# Records provided

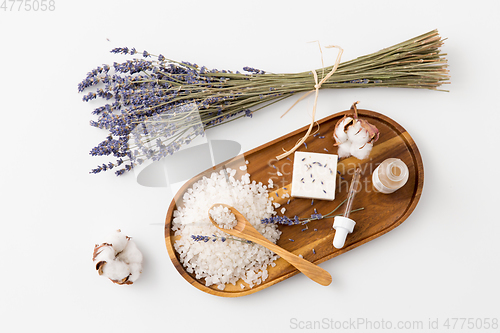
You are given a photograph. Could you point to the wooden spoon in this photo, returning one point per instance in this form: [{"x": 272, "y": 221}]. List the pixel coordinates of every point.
[{"x": 244, "y": 229}]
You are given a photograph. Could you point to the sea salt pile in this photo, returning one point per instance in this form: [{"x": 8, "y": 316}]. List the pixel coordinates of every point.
[
  {"x": 223, "y": 217},
  {"x": 224, "y": 259}
]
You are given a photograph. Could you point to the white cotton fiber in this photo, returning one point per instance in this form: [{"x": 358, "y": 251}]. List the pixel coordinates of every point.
[
  {"x": 340, "y": 135},
  {"x": 218, "y": 262},
  {"x": 118, "y": 259},
  {"x": 116, "y": 270},
  {"x": 353, "y": 140}
]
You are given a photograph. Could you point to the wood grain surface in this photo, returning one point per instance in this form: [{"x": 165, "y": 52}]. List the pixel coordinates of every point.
[{"x": 382, "y": 212}]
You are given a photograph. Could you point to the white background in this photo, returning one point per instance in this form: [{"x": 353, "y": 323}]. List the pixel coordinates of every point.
[{"x": 442, "y": 262}]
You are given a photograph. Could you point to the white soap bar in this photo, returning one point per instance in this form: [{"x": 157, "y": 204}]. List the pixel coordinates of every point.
[{"x": 314, "y": 175}]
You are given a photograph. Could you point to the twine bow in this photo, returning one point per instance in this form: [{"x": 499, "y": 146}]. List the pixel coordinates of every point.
[{"x": 317, "y": 86}]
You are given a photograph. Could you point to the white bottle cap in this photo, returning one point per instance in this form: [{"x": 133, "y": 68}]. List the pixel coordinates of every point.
[
  {"x": 378, "y": 184},
  {"x": 343, "y": 226}
]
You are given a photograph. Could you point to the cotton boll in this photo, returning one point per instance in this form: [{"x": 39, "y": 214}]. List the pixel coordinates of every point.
[
  {"x": 118, "y": 259},
  {"x": 339, "y": 133},
  {"x": 360, "y": 137}
]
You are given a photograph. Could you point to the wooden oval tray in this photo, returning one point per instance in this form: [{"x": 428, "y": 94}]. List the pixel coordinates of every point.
[{"x": 381, "y": 213}]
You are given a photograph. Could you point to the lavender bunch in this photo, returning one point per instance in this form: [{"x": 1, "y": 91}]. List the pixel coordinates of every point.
[
  {"x": 156, "y": 105},
  {"x": 304, "y": 220}
]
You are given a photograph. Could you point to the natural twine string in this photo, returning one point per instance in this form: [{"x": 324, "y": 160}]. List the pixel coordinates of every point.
[{"x": 317, "y": 86}]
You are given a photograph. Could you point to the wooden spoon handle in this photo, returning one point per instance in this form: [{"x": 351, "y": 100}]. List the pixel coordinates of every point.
[{"x": 312, "y": 271}]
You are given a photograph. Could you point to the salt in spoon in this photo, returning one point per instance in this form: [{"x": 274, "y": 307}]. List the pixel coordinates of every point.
[{"x": 244, "y": 229}]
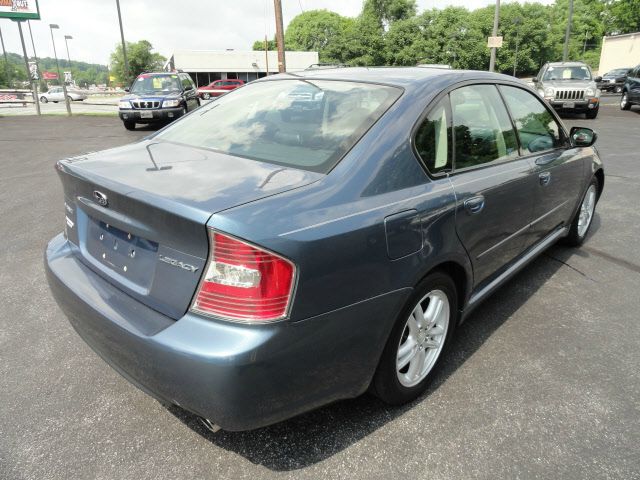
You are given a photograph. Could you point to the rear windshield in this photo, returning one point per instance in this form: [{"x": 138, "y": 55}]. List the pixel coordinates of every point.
[{"x": 306, "y": 124}]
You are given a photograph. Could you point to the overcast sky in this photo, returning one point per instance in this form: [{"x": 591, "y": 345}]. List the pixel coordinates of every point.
[{"x": 170, "y": 24}]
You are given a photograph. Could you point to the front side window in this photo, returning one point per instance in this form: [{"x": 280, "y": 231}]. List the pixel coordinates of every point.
[
  {"x": 536, "y": 126},
  {"x": 433, "y": 138},
  {"x": 482, "y": 129},
  {"x": 306, "y": 124}
]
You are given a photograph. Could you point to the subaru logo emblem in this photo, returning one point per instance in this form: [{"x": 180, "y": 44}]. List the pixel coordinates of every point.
[{"x": 101, "y": 198}]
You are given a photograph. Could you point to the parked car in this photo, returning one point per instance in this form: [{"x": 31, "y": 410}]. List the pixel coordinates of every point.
[
  {"x": 158, "y": 98},
  {"x": 613, "y": 80},
  {"x": 569, "y": 87},
  {"x": 56, "y": 94},
  {"x": 218, "y": 88},
  {"x": 631, "y": 90},
  {"x": 251, "y": 263}
]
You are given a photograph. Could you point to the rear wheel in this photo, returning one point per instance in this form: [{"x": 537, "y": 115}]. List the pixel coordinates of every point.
[
  {"x": 584, "y": 216},
  {"x": 624, "y": 102},
  {"x": 591, "y": 114},
  {"x": 417, "y": 341}
]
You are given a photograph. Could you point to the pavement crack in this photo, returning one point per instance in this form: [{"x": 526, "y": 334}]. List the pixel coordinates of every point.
[
  {"x": 612, "y": 259},
  {"x": 570, "y": 266}
]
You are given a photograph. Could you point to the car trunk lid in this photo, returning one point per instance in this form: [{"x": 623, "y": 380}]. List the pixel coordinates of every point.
[{"x": 138, "y": 213}]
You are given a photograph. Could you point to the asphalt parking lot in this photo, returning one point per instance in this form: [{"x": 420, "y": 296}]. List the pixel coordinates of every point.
[{"x": 541, "y": 382}]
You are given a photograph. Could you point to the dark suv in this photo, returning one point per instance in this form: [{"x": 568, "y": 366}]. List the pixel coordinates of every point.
[
  {"x": 158, "y": 98},
  {"x": 631, "y": 89}
]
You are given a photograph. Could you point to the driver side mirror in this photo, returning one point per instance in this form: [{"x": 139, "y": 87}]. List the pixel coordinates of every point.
[{"x": 582, "y": 137}]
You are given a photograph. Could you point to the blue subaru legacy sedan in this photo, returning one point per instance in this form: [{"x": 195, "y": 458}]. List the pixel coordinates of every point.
[{"x": 312, "y": 236}]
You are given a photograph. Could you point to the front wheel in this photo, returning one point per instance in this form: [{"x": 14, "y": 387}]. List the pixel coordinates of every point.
[
  {"x": 584, "y": 216},
  {"x": 417, "y": 340},
  {"x": 591, "y": 114},
  {"x": 624, "y": 102}
]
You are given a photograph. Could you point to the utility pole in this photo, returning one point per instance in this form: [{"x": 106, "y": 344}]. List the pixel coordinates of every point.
[
  {"x": 34, "y": 90},
  {"x": 33, "y": 45},
  {"x": 266, "y": 53},
  {"x": 565, "y": 53},
  {"x": 496, "y": 21},
  {"x": 53, "y": 26},
  {"x": 282, "y": 66},
  {"x": 124, "y": 46},
  {"x": 6, "y": 62},
  {"x": 516, "y": 22}
]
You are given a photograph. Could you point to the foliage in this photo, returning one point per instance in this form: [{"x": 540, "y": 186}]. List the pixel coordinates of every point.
[
  {"x": 622, "y": 16},
  {"x": 319, "y": 30},
  {"x": 141, "y": 59},
  {"x": 84, "y": 74},
  {"x": 391, "y": 32}
]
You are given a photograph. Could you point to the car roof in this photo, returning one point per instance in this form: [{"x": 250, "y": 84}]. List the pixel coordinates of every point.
[
  {"x": 405, "y": 77},
  {"x": 567, "y": 64}
]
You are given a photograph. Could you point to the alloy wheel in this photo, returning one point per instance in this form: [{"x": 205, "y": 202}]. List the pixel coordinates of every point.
[
  {"x": 586, "y": 211},
  {"x": 423, "y": 338}
]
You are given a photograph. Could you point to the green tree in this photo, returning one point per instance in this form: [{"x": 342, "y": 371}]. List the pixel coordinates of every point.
[
  {"x": 321, "y": 31},
  {"x": 622, "y": 16},
  {"x": 141, "y": 59}
]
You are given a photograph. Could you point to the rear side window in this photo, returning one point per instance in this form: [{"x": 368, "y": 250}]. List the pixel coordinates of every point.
[
  {"x": 482, "y": 129},
  {"x": 433, "y": 139},
  {"x": 536, "y": 127},
  {"x": 306, "y": 124}
]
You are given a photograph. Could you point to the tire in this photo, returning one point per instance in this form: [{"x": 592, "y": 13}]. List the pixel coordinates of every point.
[
  {"x": 591, "y": 114},
  {"x": 396, "y": 382},
  {"x": 578, "y": 231},
  {"x": 624, "y": 101}
]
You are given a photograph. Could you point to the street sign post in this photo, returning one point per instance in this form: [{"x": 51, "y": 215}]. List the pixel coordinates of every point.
[{"x": 20, "y": 9}]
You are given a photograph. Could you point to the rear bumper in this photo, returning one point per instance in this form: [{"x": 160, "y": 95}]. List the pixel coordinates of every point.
[
  {"x": 239, "y": 376},
  {"x": 159, "y": 115}
]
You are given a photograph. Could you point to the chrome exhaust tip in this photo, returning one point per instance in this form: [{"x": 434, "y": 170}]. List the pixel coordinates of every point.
[{"x": 209, "y": 425}]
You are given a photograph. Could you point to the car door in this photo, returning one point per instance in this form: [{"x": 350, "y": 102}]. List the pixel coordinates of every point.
[
  {"x": 633, "y": 81},
  {"x": 559, "y": 171},
  {"x": 494, "y": 186}
]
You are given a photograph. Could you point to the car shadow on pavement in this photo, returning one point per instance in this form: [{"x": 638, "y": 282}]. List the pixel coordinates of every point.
[{"x": 317, "y": 435}]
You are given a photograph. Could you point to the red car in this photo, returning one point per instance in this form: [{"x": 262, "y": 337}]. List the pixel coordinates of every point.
[{"x": 219, "y": 87}]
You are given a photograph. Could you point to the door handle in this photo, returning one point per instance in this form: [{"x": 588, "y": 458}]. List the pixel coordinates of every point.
[
  {"x": 545, "y": 178},
  {"x": 474, "y": 204}
]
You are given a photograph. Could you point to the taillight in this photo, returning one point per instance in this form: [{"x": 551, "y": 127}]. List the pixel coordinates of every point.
[{"x": 243, "y": 282}]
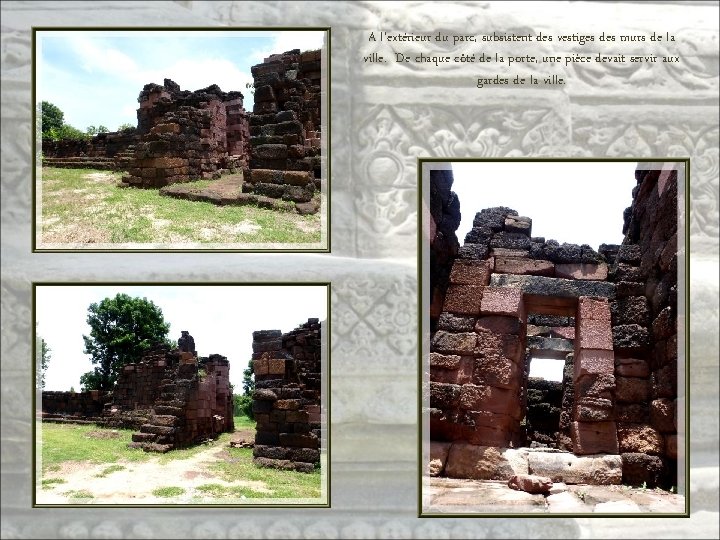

# Goal
Rewrite these rows as a two-column CSV with the columns "input" and "output", beginning at the line that has "You are given a photograph. Could you point to the taillight" and stopping after the last row. Put each text and its answer in one quoted field, turn line breaks into spaces, and leave the pictures out.

# Result for this exercise
input,output
"You are given a photograph. Could you point to the taillight in this photo, returning one point per instance in this form: [{""x"": 551, ""y"": 127}]. List the pixel coordinates of every point.","[{""x"": 243, ""y"": 282}]"